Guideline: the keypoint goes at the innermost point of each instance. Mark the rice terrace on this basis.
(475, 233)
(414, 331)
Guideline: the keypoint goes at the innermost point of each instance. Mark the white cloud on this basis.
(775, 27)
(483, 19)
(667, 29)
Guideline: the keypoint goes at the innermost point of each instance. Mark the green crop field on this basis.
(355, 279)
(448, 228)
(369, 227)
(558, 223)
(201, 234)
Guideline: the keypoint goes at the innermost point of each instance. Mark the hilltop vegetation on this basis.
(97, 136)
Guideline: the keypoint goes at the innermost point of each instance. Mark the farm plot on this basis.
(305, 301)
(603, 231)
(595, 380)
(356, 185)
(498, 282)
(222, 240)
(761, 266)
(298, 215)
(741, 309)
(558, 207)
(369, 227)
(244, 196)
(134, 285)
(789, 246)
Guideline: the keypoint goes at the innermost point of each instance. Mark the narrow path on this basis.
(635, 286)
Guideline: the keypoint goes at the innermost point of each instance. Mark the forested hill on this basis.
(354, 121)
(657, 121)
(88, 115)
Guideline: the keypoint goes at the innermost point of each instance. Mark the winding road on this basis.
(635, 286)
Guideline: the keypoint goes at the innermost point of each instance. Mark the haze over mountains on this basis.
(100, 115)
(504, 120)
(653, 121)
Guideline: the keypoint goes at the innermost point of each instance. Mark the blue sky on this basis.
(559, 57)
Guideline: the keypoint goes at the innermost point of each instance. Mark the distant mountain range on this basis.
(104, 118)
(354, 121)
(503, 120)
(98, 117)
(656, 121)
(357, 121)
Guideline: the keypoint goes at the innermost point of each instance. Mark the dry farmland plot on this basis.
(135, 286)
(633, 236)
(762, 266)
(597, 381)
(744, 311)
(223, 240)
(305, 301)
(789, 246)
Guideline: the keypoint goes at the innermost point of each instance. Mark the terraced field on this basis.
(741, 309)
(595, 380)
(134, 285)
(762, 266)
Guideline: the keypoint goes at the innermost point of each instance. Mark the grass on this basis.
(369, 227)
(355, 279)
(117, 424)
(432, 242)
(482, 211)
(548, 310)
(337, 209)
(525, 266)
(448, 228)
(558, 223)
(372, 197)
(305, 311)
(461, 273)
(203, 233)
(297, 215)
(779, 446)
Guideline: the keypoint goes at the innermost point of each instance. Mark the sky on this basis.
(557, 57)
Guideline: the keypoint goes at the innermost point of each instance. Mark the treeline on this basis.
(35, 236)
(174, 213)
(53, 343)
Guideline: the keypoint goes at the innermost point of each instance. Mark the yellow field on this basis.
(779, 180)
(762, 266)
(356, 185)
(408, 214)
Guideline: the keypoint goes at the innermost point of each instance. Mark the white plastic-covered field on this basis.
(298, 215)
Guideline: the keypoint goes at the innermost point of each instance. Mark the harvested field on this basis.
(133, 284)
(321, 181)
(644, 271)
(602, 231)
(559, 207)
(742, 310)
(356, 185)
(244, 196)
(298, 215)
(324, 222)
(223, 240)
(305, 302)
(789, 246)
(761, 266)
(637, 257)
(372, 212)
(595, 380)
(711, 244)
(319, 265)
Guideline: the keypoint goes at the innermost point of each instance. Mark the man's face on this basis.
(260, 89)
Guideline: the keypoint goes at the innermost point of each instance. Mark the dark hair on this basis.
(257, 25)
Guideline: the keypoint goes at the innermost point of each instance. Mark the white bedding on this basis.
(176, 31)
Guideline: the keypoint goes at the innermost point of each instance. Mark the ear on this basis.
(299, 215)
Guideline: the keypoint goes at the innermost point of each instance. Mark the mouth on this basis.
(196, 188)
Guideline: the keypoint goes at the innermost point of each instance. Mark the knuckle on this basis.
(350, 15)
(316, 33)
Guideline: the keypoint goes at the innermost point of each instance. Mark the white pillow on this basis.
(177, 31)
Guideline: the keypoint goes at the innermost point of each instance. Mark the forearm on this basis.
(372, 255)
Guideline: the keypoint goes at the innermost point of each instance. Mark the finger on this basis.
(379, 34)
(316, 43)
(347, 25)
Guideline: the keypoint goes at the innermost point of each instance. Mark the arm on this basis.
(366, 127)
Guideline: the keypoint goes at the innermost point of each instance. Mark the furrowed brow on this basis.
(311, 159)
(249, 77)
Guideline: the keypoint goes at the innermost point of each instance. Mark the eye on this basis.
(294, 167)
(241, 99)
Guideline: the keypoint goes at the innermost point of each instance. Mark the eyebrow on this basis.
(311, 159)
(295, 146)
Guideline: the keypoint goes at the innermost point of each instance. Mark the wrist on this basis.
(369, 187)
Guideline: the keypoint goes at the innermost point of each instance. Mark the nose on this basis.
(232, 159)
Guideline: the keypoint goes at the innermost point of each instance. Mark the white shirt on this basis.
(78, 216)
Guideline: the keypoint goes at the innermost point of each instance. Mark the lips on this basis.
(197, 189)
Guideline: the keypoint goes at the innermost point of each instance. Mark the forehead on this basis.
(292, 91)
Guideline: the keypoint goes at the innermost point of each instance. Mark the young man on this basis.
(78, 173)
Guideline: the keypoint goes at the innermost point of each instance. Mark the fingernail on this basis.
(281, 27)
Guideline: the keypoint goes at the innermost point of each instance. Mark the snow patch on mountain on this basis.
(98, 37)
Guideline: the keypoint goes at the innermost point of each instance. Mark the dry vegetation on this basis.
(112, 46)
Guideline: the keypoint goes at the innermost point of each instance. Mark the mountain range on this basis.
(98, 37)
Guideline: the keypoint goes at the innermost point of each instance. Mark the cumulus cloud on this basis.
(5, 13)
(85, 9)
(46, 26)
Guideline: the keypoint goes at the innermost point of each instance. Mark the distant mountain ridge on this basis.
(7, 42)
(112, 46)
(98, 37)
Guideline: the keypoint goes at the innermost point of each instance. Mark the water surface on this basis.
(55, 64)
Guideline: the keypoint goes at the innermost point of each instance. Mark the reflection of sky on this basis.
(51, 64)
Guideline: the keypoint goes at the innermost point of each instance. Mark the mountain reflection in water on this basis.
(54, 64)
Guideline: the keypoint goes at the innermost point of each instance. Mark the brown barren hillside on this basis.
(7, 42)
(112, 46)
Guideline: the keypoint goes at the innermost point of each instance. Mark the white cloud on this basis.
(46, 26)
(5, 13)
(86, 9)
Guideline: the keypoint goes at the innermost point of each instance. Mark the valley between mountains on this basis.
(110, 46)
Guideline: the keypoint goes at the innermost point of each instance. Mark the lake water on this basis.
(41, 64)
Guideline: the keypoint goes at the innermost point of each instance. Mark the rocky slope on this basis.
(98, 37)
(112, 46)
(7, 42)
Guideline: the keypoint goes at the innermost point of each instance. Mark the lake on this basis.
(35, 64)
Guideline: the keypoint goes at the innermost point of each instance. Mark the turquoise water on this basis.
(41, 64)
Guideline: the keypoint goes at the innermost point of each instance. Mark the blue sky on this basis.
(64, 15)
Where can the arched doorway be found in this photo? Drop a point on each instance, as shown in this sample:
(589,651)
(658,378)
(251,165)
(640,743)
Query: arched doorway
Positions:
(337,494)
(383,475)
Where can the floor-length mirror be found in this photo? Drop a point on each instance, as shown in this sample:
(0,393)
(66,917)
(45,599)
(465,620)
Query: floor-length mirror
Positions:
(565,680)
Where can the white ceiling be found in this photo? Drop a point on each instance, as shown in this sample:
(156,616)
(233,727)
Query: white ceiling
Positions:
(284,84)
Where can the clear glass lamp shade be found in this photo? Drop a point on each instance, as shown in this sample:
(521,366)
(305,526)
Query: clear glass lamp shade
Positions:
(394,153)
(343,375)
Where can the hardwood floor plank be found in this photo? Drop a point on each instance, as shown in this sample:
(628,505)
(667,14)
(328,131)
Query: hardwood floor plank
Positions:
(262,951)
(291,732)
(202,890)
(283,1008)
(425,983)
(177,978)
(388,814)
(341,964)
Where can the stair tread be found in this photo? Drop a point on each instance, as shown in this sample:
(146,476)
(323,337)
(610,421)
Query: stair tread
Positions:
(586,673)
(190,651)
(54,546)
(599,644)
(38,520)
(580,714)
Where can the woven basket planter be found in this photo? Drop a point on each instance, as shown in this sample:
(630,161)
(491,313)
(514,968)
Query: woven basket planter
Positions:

Required action — Copy out each line in the listing that has the word "stair".

Worked solution —
Where can the stair tread be found in this photo? Drop a point on each instance, as shown in this sample:
Query: stair tread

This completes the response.